**Record excerpts**
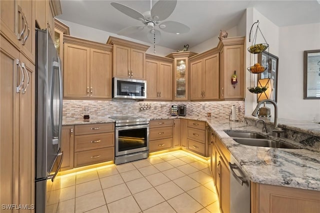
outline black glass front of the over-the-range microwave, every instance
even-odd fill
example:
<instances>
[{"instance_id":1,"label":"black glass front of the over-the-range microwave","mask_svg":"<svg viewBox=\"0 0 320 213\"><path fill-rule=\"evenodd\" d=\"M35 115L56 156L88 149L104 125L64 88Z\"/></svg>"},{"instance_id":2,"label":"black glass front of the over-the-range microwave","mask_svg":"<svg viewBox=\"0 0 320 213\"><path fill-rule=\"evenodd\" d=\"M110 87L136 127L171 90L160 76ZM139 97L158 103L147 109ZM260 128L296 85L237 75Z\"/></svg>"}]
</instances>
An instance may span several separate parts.
<instances>
[{"instance_id":1,"label":"black glass front of the over-the-range microwave","mask_svg":"<svg viewBox=\"0 0 320 213\"><path fill-rule=\"evenodd\" d=\"M144 83L117 80L117 95L144 96Z\"/></svg>"}]
</instances>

**What this task involves**
Set the entries down exactly, but not the pictures.

**Answer to this problem**
outline black glass front of the over-the-range microwave, every instance
even-odd fill
example:
<instances>
[{"instance_id":1,"label":"black glass front of the over-the-range microwave","mask_svg":"<svg viewBox=\"0 0 320 213\"><path fill-rule=\"evenodd\" d=\"M35 115L56 156L88 149L104 125L64 88Z\"/></svg>"},{"instance_id":2,"label":"black glass front of the over-the-range microwave","mask_svg":"<svg viewBox=\"0 0 320 213\"><path fill-rule=\"evenodd\" d=\"M110 87L136 127L171 90L160 76ZM139 97L158 103L147 109ZM260 128L296 85L237 75Z\"/></svg>"}]
</instances>
An instance may span several separate parts.
<instances>
[{"instance_id":1,"label":"black glass front of the over-the-range microwave","mask_svg":"<svg viewBox=\"0 0 320 213\"><path fill-rule=\"evenodd\" d=\"M144 83L117 80L117 95L144 96Z\"/></svg>"}]
</instances>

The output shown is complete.